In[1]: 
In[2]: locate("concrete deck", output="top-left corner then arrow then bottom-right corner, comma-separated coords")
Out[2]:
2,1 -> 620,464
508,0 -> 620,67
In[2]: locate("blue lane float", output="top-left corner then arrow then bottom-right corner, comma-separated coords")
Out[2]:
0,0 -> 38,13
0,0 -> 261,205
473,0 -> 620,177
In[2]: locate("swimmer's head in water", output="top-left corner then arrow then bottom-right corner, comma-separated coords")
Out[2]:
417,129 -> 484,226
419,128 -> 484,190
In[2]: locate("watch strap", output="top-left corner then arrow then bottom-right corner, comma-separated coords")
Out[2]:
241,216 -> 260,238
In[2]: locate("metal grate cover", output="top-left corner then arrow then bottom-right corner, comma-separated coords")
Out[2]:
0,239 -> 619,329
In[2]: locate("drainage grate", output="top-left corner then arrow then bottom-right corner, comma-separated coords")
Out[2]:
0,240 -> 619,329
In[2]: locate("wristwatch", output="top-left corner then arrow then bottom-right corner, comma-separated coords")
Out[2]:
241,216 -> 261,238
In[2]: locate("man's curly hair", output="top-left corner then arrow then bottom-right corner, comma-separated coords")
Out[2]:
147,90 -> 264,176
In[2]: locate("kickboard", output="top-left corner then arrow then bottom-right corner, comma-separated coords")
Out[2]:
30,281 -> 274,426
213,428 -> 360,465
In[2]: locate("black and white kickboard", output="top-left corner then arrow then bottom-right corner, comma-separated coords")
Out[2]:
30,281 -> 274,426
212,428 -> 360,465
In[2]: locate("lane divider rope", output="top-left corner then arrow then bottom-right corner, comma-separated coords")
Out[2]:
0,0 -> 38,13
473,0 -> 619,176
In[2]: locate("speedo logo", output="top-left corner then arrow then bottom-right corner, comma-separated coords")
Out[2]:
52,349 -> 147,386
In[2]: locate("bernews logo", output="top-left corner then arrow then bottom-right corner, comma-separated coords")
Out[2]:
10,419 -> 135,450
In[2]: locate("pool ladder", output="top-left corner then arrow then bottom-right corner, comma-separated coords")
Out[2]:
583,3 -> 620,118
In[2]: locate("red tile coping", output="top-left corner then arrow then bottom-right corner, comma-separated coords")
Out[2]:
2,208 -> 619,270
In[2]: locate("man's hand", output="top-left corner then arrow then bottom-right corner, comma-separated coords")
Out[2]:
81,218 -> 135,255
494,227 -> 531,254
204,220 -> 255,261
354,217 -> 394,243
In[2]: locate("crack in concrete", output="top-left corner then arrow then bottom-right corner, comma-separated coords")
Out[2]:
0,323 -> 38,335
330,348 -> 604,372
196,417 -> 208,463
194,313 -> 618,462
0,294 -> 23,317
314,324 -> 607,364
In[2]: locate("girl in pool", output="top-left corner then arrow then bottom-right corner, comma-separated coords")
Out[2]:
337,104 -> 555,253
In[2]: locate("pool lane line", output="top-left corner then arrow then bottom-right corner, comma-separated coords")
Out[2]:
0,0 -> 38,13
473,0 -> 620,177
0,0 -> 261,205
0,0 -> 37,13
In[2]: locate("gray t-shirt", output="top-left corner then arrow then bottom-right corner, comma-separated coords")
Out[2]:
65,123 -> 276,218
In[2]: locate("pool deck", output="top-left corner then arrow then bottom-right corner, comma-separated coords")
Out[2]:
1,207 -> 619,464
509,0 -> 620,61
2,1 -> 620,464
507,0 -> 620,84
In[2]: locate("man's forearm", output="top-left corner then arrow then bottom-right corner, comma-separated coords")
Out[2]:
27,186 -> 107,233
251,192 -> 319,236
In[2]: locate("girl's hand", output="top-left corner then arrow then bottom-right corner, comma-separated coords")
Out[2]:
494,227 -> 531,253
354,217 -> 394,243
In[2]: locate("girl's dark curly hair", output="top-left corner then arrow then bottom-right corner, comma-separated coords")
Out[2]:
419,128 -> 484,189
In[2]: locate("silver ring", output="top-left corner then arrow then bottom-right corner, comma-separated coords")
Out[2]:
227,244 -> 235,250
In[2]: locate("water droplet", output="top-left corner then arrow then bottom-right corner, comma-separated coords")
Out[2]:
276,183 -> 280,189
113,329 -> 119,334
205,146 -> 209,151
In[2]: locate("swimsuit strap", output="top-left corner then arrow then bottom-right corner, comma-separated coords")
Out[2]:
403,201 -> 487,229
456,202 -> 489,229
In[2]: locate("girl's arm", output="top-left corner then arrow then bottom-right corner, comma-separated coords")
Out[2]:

# # # # #

Going through the entries, return every line holding the word "grate".

## TASK SOLUTION
In[2]: locate("metal grate cover", output="top-left corner then arrow then bottom-right corner, comma-separated coords")
In[2]: locate("drainage grate", output="top-left corner then arrow then bottom-right corner, comma-separated coords")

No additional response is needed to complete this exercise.